» **Selection**:
•••••

From: Isaku Yamahata <isaku.yamahata@intel.com>

Add a struct kvm argument to the TDP MMU iterators.

Future changes will want to change how the iterator behaves based on a
member of struct kvm. Change the signature and callers of the iterator
loop helpers in a separate patch to make the future one easier to review.

Signed-off-by: Isaku Yamahata <isaku.yamahata@intel.com>
Signed-off-by: Rick Edgecombe <rick.p.edgecombe@intel.com>
---
v3:
 - Split from "KVM: x86/mmu: Support GFN direct mask" (Paolo)
---
 arch/x86/kvm/mmu/tdp_iter.h |  6 +++---
 arch/x86/kvm/mmu/tdp_mmu.c  | 36 ++++++++++++++++++------------------
 2 files changed, 21 insertions(+), 21 deletions(-)

diff --git a/arch/x86/kvm/mmu/tdp_iter.h b/arch/x86/kvm/mmu/tdp_iter.h
index 2880fd392e0c..d8f2884e3c66 100644
--- a/arch/x86/kvm/mmu/tdp_iter.h
+++ b/arch/x86/kvm/mmu/tdp_iter.h
@@ -122,13 +122,13 @@ struct tdp_iter {
  * Iterates over every SPTE mapping the GFN range [start, end) in a
  * preorder traversal.
  */
-#define for_each_tdp_pte_min_level(iter, root, min_level, start, end) \
+#define for_each_tdp_pte_min_level(iter, kvm, root, min_level, start, end)		  \
 	for (tdp_iter_start(&iter, root, min_level, start); \
 	     iter.valid && iter.gfn < end;		     \
 	     tdp_iter_next(&iter))

•••••

» **Material shown**:

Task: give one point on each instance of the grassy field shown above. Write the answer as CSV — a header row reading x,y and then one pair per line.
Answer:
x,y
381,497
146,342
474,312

•••••

» **Do this**:
Could you print the stretch of the KVM patch from "diff --git a/arch/x86/kvm/mmu/tdp_iter.h" through "tdp_iter_next(&iter))", keeping every character unchanged?

» **Reply to the exercise**:
diff --git a/arch/x86/kvm/mmu/tdp_iter.h b/arch/x86/kvm/mmu/tdp_iter.h
index 2880fd392e0c..d8f2884e3c66 100644
--- a/arch/x86/kvm/mmu/tdp_iter.h
+++ b/arch/x86/kvm/mmu/tdp_iter.h
@@ -122,13 +122,13 @@ struct tdp_iter {
  * Iterates over every SPTE mapping the GFN range [start, end) in a
  * preorder traversal.
  */
-#define for_each_tdp_pte_min_level(iter, root, min_level, start, end) \
+#define for_each_tdp_pte_min_level(iter, kvm, root, min_level, start, end)		  \
 	for (tdp_iter_start(&iter, root, min_level, start); \
 	     iter.valid && iter.gfn < end;		     \
 	     tdp_iter_next(&iter))